SOURCE PASSAGE:
********

About 100 years ago I got my start in performance-based marketing.  I went to work for an affiliate network here in Denver that specialized in CPA (Cost Per Acquisition) advertising.  In their case, the advertisers (clients) paid them a flat rate once a goal was reached, typically a website submission, a completed survey, or a purchased product.  The agency would keep a percentage of the flat rate per completed goal, and the rest would be paid out to a network of publishers (basically websites who had online traffic).  It was my job to sell that service to advertisers around the world.

From a sales standpoint, it was ideal.  By only paying for a completed action, the advertiser could shift much of the risk to the publishers.  After all, if no one completed the survey or purchased the product, the advertiser didn’t have to pay us anything.  We had plenty of competition of course, but it was a lot easier to sell performance-based marketing than traditional media placements, or even newer-age media buys like SEM and SEO.

But there is a dark side to this form of performance-based advertising (usually called affiliate marketing).  The internet is very big and very anonymous, and many of these traffic sources are not the types of publishers that a client is looking for.  All of these campaigns, whether lead gen or product sales, are re-brokered to various affiliate networks, ad exchanges, and traffic sites.  When that happens, your potential for volume and traffic increases exponentially, but so does your exposure to fraud, invalid traffic, rewards/incentives that drive down traffic quality, and violations of Can-Spam laws.  You can tell an affiliate network or publisher what type of traffic you want and don’t want, but it doesn’t guarantee that they, or their sub-affiliates, will follow your requests.  And when they don’t, it can put businesses at risk.  For this reason, I’d say about 75% of the affiliate networks and publishers I used to work with are now out of business.  The industry has consolidated and shrunk considerably, because there is too much fraud, too much bad traffic, and not enough policing/enforcing of rules and regulations.  I saw the writing on the wall and left that industry about 9 years ago.

********

INFORMATION SHOWN:

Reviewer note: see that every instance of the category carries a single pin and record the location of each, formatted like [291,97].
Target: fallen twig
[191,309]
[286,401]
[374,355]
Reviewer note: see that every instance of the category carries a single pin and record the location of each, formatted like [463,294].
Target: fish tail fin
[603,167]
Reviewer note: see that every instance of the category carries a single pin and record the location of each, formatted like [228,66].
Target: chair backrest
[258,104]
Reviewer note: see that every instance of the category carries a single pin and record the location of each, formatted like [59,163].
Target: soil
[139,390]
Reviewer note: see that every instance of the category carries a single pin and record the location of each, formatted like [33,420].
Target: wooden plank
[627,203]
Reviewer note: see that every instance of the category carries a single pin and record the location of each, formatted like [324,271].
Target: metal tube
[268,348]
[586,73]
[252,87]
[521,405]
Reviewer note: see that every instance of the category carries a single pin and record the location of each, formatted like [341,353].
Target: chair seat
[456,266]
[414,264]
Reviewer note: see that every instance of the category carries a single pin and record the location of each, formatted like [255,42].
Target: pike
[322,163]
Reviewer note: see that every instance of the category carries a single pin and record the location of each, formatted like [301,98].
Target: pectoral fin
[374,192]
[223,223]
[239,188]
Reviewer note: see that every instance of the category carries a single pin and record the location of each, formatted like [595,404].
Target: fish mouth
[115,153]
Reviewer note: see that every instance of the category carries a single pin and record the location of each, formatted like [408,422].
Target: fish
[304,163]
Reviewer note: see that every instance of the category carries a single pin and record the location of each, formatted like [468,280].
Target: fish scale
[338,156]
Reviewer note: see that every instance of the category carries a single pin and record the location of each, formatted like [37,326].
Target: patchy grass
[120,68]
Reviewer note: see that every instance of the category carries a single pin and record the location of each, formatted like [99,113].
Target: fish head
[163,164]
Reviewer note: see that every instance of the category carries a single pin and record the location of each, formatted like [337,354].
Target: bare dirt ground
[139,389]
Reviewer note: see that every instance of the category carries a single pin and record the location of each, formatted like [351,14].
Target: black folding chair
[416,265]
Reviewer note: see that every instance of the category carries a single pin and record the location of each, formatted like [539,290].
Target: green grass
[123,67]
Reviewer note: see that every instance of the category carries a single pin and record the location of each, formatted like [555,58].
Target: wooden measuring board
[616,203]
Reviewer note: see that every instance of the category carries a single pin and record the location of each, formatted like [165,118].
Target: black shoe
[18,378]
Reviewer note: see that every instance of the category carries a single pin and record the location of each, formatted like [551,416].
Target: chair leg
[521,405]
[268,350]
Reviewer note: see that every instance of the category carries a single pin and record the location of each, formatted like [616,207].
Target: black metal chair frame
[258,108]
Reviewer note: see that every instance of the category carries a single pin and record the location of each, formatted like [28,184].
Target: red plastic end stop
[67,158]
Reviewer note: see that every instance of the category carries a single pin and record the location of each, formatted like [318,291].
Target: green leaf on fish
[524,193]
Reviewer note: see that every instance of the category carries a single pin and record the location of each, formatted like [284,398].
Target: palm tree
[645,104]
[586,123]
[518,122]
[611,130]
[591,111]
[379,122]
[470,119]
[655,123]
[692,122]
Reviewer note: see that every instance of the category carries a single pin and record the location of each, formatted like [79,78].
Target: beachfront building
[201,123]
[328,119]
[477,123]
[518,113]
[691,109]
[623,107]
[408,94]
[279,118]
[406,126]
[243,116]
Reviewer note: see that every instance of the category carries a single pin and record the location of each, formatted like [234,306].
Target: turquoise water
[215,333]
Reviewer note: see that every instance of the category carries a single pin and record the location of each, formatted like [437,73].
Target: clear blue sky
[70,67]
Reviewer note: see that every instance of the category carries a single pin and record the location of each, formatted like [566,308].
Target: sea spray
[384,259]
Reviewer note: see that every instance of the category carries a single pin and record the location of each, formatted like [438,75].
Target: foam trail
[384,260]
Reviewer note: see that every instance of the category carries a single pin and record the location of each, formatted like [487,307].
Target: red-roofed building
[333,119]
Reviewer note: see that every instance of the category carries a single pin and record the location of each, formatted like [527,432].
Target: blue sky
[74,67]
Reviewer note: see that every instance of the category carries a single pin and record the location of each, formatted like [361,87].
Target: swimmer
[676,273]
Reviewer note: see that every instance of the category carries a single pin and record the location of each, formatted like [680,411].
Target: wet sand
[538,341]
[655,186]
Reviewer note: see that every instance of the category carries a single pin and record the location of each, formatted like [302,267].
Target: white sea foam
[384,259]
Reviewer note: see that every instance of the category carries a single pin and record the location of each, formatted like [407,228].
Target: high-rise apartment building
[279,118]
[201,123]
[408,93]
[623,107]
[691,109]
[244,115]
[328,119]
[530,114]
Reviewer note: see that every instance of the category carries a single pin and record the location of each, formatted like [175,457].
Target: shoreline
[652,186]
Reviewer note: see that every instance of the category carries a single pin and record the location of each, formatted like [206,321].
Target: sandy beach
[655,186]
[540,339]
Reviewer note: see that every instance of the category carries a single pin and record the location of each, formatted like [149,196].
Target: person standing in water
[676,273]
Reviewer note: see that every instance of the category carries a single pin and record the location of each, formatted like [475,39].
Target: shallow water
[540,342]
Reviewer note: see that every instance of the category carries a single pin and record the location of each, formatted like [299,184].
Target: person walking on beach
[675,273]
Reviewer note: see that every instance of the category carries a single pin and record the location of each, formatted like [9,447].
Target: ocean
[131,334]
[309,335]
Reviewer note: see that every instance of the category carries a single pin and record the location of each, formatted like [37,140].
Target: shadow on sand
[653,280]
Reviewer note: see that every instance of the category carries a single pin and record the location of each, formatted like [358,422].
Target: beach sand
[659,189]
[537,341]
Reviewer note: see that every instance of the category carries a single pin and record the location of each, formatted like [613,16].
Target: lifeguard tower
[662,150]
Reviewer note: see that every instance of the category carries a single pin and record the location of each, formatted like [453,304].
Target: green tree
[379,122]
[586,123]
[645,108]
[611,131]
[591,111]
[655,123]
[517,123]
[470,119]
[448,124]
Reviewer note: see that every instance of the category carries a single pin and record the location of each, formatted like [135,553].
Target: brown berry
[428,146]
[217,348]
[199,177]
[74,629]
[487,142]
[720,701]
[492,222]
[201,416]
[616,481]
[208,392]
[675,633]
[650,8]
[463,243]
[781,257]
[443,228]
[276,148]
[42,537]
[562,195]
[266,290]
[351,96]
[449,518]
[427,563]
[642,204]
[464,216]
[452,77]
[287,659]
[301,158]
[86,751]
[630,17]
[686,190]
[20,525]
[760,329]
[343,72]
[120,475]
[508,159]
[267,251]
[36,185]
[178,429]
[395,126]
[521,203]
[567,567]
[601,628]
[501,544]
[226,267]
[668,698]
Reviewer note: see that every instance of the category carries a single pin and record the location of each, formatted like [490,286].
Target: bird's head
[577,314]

********

INSTRUCTIONS TO FOLLOW:
Write the next part of the passage on performance-based affiliate marketing, picking up after its final sentence.

RESULT OF THIS TASK:
We still offer a few performance-based solutions, but not nearly as many as we used to.  These days, DanMatt Media offers pay-per-call in our print division, and market research survey recruitment in our digital division.  Both are performance-based (our advertisers pay us for phone call leads and completed surveys), and both offer tremendous traffic quality, because we work hard to ensure that we only partner with traffic sources that play by the rules and do things the right way.  But because that’s often not the case with affiliate networks, we no longer run affiliate marketing campaigns.  It’s just too difficult to ensure that everyone plays by the rules.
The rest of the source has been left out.